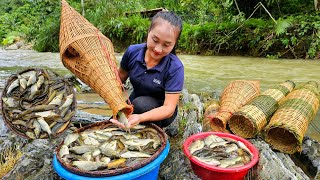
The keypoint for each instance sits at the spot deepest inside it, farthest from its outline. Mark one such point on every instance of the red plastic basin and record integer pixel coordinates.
(205, 171)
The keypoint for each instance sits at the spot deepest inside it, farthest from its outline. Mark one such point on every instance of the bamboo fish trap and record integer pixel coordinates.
(88, 54)
(249, 120)
(234, 96)
(289, 123)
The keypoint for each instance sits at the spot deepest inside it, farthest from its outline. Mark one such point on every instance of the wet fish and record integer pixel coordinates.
(13, 85)
(70, 138)
(117, 163)
(82, 149)
(9, 101)
(228, 162)
(123, 119)
(89, 165)
(68, 102)
(32, 79)
(196, 145)
(57, 100)
(23, 82)
(44, 125)
(209, 160)
(64, 150)
(134, 154)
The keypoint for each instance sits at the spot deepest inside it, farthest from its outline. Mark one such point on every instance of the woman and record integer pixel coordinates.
(155, 72)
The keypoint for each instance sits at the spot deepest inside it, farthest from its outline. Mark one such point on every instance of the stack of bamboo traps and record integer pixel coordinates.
(88, 54)
(234, 96)
(249, 120)
(289, 123)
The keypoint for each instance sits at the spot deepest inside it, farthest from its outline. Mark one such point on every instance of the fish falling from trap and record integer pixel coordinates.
(221, 152)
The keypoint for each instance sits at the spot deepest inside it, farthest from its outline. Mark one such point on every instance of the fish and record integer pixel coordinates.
(46, 114)
(231, 148)
(196, 145)
(23, 82)
(91, 141)
(64, 150)
(31, 135)
(70, 138)
(209, 160)
(105, 160)
(33, 91)
(89, 165)
(123, 119)
(44, 125)
(57, 100)
(121, 162)
(87, 156)
(243, 146)
(134, 154)
(96, 152)
(9, 101)
(82, 149)
(228, 162)
(68, 102)
(32, 78)
(13, 85)
(40, 81)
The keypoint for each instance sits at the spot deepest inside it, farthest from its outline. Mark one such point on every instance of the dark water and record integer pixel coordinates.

☆ ☆ ☆ ☆ ☆ ☆ ☆

The full listing, reproduced exactly and without pictures, is the expected output.

The keypoint for each instance sits at the spot deepest inside it, farthest from its outline. Mark one such point on every instance of the red plastic basin and record integer pixel coordinates.
(205, 171)
The keypoint for each instance sits at the spot deepest inside it, farthest from its outline. Mark one such point on every instance of the bamboo fish trap and record integer pixel coordinates.
(88, 54)
(249, 120)
(234, 96)
(289, 123)
The keypoint for each instance sits at the spot deepest inside it, farthest from its outline. Mark one such point on every instance of the wet fish and record integer pixel coordinates.
(13, 85)
(70, 138)
(117, 163)
(82, 149)
(9, 101)
(228, 162)
(123, 119)
(89, 165)
(68, 102)
(32, 79)
(196, 145)
(57, 100)
(23, 82)
(44, 125)
(209, 160)
(64, 150)
(134, 154)
The keypoint for each instance sits at the spot deepest inside it, farthest from its outline. Mark one such point on every instance of the woman and record integer pixel coordinates.
(155, 72)
The keypoint for each instance sits at the spot deepest inside it, farthest from its outline. Mark one such point on every instance of the stack of bamboo traps and record integer pixel coordinates.
(88, 54)
(234, 96)
(249, 120)
(289, 123)
The keypoint for each instance sits at the spot deepest inside it, farthest from its outline. Mark one such point on every instance of the fish falling from trap and record integer pixel coordinates.
(221, 152)
The keypoint for each instance sits at the spot deepest inside it, farthest from its outline. Mark one such point on every instance of the fish and record integer pixel coordinates.
(46, 114)
(231, 148)
(196, 145)
(23, 82)
(91, 141)
(64, 150)
(31, 135)
(70, 138)
(209, 160)
(105, 160)
(33, 91)
(89, 165)
(123, 119)
(44, 125)
(57, 100)
(121, 162)
(87, 156)
(243, 146)
(134, 154)
(96, 152)
(9, 101)
(82, 149)
(228, 162)
(68, 102)
(32, 78)
(13, 85)
(40, 81)
The keypoint for each instance sits at the spot deepest inside it, farthest from its outline. Mark one such point on every instance of the dark water and record integer pixel coordinates.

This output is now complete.